___ Exercise input ___

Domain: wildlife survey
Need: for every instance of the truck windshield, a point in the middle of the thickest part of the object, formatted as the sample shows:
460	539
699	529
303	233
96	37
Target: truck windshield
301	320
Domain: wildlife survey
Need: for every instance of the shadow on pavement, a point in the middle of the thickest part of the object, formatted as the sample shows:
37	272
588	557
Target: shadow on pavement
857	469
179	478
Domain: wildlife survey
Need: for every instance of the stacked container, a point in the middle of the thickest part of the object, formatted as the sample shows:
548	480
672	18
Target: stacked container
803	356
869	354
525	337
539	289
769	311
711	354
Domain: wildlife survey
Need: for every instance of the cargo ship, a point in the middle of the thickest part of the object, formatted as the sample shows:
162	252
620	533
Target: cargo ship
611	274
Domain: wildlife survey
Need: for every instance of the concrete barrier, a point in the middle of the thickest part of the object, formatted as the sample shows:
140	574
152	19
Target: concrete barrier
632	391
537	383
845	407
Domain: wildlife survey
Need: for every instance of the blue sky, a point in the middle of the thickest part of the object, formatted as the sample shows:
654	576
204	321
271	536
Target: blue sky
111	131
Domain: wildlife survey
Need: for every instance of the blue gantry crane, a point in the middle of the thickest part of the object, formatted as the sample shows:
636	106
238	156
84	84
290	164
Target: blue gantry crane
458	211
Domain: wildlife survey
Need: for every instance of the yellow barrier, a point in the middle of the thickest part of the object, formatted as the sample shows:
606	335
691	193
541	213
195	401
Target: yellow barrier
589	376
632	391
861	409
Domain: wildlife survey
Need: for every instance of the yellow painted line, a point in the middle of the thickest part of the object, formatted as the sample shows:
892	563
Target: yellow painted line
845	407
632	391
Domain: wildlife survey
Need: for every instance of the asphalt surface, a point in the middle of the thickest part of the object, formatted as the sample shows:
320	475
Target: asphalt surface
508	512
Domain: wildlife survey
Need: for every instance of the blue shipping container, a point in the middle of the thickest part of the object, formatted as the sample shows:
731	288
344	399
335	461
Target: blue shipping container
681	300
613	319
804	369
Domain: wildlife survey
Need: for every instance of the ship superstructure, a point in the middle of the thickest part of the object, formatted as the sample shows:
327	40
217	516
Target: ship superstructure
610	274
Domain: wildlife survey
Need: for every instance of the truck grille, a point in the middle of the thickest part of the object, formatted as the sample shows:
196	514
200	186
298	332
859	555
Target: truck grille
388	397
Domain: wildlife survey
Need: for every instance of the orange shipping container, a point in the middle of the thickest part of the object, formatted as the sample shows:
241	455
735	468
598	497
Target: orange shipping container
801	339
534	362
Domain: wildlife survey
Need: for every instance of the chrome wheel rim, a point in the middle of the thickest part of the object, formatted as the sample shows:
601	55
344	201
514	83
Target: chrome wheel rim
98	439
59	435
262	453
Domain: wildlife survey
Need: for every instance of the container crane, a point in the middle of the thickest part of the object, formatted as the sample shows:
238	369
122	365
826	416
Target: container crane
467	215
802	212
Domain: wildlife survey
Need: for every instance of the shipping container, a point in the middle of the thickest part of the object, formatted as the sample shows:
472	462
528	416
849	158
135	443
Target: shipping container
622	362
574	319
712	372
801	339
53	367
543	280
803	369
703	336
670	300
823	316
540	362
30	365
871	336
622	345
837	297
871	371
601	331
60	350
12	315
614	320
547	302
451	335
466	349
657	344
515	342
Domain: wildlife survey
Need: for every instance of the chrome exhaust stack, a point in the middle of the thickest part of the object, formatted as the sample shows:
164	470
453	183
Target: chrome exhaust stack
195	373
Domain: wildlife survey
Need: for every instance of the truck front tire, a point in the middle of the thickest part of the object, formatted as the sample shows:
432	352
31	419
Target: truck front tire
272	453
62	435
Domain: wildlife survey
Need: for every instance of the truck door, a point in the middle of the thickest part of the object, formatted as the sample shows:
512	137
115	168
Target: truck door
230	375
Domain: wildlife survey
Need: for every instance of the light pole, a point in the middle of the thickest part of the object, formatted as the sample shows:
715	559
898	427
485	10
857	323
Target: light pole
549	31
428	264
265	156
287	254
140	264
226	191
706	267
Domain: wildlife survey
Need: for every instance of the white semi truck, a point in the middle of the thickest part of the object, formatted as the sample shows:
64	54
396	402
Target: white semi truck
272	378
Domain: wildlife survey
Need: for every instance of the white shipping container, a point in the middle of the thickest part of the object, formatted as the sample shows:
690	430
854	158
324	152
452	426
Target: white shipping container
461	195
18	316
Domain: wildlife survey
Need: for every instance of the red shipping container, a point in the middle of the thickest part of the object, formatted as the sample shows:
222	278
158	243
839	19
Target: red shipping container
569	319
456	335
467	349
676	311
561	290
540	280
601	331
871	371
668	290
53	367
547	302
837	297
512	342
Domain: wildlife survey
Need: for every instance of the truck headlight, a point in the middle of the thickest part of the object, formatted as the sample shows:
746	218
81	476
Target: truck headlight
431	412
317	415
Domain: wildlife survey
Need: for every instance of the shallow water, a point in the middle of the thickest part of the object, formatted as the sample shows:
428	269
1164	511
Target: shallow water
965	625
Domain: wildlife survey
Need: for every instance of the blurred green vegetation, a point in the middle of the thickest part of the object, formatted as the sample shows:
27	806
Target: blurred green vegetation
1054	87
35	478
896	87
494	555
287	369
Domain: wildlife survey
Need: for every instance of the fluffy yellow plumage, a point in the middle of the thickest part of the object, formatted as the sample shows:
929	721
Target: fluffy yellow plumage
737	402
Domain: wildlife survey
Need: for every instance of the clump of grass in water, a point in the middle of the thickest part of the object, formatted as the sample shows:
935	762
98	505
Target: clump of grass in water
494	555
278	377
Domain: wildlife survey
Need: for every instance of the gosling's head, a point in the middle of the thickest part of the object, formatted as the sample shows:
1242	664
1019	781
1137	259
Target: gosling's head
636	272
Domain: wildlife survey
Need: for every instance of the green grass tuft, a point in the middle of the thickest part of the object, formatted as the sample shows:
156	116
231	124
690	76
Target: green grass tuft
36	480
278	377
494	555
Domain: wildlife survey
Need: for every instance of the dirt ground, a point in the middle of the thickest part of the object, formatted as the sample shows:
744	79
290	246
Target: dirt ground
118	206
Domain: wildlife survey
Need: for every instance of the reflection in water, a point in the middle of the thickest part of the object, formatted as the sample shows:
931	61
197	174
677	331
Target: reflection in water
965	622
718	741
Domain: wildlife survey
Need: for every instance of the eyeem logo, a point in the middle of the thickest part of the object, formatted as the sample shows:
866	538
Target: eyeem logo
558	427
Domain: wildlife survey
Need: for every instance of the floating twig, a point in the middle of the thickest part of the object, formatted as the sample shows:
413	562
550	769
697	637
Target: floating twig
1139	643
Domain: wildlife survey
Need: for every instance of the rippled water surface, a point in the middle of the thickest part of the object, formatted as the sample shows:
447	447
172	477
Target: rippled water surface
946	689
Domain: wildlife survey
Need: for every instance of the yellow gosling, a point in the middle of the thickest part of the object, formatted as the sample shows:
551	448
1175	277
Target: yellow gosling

___

- _Try it_: The required result is a verbatim copy of all the entries.

- _Answer to this task_:
Domain: wildlife survey
Need: for every instance of the truck windshield, a point in the middle of the thickest part of the object, formatted as the sample shows:
460	539
699	529
303	233
96	37
Target: truck windshield
301	320
Domain: wildlife survey
Need: for every instance of the shadow on pavement, a point in the middle of the thickest part of the object, formatted as the sample shows:
37	272
588	557
Target: shadow on pavement
857	469
179	478
Domain: wildlife survey
Need: for every instance of the stacked container, a point in the middle of the thickest part of the object, formatted as the sample shows:
548	480
672	18
Target: stacked container
803	356
869	354
525	337
539	289
769	311
711	354
Domain: wildlife survey
Need: for every instance of the cargo ship, a point in the middle of the thickest part of the object, formatted as the sample shows:
162	252
620	533
Target: cargo ship
611	274
Domain: wildlife survey
Need: for every instance of the concrete barrier, a point in the middle of the thickest part of the object, formatted as the sample shows:
140	574
152	19
Target: concrete barrier
632	391
537	383
845	407
Domain: wildlife survey
Need: for every instance of the blue sky, a point in the middle of the thickest part of the object, formatted as the sample shows:
654	576
204	321
271	536
Target: blue sky
111	131
Domain: wildlife survey
Need: for every instance of the blue gantry crane, a point in the middle of the thickest part of the object, formatted as the sample shows:
636	106
238	156
84	84
290	164
Target: blue gantry crane
458	211
Domain: wildlife survey
Need: for every instance of the yellow barrier, a point in the middle of the thickest part of the object, formatted as the sample shows:
606	335
691	193
541	213
195	401
Target: yellow barrier
589	376
632	391
861	409
Domain: wildlife survey
Need: for every instance of the yellow painted line, a point in the middle of the thickest part of the object, formatted as the sample shows:
892	563
Target: yellow painted line
845	407
632	391
Domain: wildlife survey
Need: for every instance of the asphalt surface, a point in the middle of the thickest part of the object, formatted as the sample shows:
320	475
Target: asphalt surface
508	512
Domain: wildlife survey
Need: for every instance of the blue shipping container, a point in the middle of the thickest part of the object, formatted as the sample shows:
731	288
344	399
335	461
Target: blue shipping container
681	300
613	319
804	369
Domain: wildlife survey
Need: for every instance of the ship superstructure, a point in the middle of the thickest part of the object, formatted as the sample shows:
327	40
217	516
Target: ship superstructure
610	274
Domain: wildlife survey
Need: for every instance of the truck grille, a point in the middle of the thickest part of the object, formatted as the sample shows:
196	514
200	186
298	332
859	555
Target: truck grille
388	397
Domain: wildlife survey
Need: for every instance of the orange shipping container, a point in the middle of the thickest part of the object, formatted as the sample shows:
241	455
735	468
598	497
Target: orange shipping container
801	339
534	362
Domain: wildlife survey
Need: for every instance of the chrome wheel rim, a point in the middle of the thickest part of the object, formatted as the sample shows:
601	55
344	201
514	83
Target: chrome wheel rim
98	439
59	435
262	453
Domain: wildlife survey
Need: for every instance of the container crane, a point in the middle of the thickest part of the object, formatted as the sample shows:
238	369
122	365
826	416
Target: container crane
467	215
802	212
Domain: wildlife survey
Need: for every instance of the shipping container, a point in the middle of the thickest part of the object, formatted as the sample shows:
472	462
528	416
849	158
135	443
Target: shipping container
622	362
574	319
712	372
801	339
53	367
543	280
803	369
703	336
670	300
823	316
540	362
30	365
871	336
622	345
837	297
871	371
601	331
60	350
12	315
614	320
547	302
451	335
466	349
657	344
515	342
Domain: wildlife survey
Need: for every instance of the chrome exhaust stack, a point in the middle of the thickest part of the object, formatted as the sample shows:
164	470
453	183
Target: chrome exhaust stack
195	373
Domain: wildlife survey
Need: for every instance of the truck front tire, a point in the middle of the thickest part of the object, formatted as the sample shows:
432	352
31	419
Target: truck front tire
272	453
62	435
Domain: wildlife survey
Need: for every instance of the truck door, a point in the middle of the thickest part of the object, formatted as the sample shows:
512	137
115	168
Target: truck door
230	375
Domain: wildlife survey
Need: for every instance of the light pole, a point in the middle of the thickest part of the object, formatted as the sample shows:
715	559
898	427
485	10
857	323
Target: light pole
549	31
428	264
265	156
287	254
140	264
226	191
706	267
Domain: wildlife survey
Need: for every instance of the white semi truck, a point in the middle of the thickest part of the object, formatted as the sample shows:
64	54
396	402
Target: white semi truck
272	378
Domain: wildlife survey
Need: for every instance of the white shipping container, a point in the middle of the thickest part of the object, formatted as the sample shows:
690	430
854	158
324	152
452	426
Target: white shipping container
461	195
18	316
Domain: wildlife survey
Need: for every instance of the red shipping container, a point in the middle of the thickest part of the object, formatted as the sample shows:
222	278
158	243
839	19
Target: red shipping container
569	319
456	335
467	349
676	311
561	290
540	280
601	331
871	371
668	290
53	367
547	302
837	297
512	342
Domain: wildlife survey
Need: for every instance of the truck headlight, a point in the middle of the thickest part of the object, formatted as the sample shows:
746	218
81	476
Target: truck headlight
431	412
317	415
Domain: wildlife survey
Need: for every instance of the shallow water, a point in the middle of the thickest part of the object, formatted as the sample shows:
428	269
1164	511
Target: shallow water
965	625
Domain: wildlife survey
Need: for every instance of the blurred green vegetation, a point in the middle of the thickest part of the object, formatted as the sample shows:
27	806
Target: blurred green vegetation
1054	87
35	478
896	87
494	555
287	369
Domain: wildlife survey
Need: for every instance of the fluffy yellow plumage, a point in the middle of the thickest part of the object, formatted as the sample shows:
929	721
Target: fluffy yellow plumage
737	402
Domain: wildlife survey
Need: for every instance of the clump of grass in water, a point in the middle of the thickest part of the object, formatted as the sample shows:
935	762
98	505
Target: clump of grass in water
494	555
278	377
Domain: wildlife survey
Need: for every instance of the gosling's head, a point in the middle of the thickest part of the object, formatted as the sample shows:
1242	664
1019	781
1137	259
Target: gosling's head
636	272
Domain: wildlife survey
Need: for every instance of the green grass tuft, a point in the middle of the thickest part of the object, formatted as the sample shows:
156	116
231	124
690	76
Target: green grass tuft
36	480
278	377
494	555
Domain: wildlife survey
Need: for every instance of the dirt ground, a point in the middle of the thickest part of the object, formatted as the sample shows:
744	79
290	246
Target: dirt ground
118	206
Domain: wildlife survey
Need: for every instance of the reflection in water, a point in the middle of the thickest part of the object, formatted as the sample shows:
931	61
197	174
677	331
Target: reflection in water
965	622
718	741
Domain: wildlife survey
Need: for every instance of the eyeem logo, a point in the middle of the thickest part of the object, formatted as the sample shows:
866	538
Target: eyeem logo
558	427
Domain: wildlife survey
Need: for every instance of the floating twig, a point in the middle of the thickest part of the object, formatted as the sample shows:
413	562
550	769
697	637
Target: floating twig
1139	643
Domain: wildlife survey
Need: for every instance of the rippled water surface, a point in the middle of the thickest part of the object, formatted as the sample shows:
447	447
172	477
Target: rippled water surface
946	689
Domain: wildlife survey
Need: for every instance of the yellow gosling, a point in the middle of the thickest part of the object, formatted as the sample shows:
551	448
1175	277
Target: yellow gosling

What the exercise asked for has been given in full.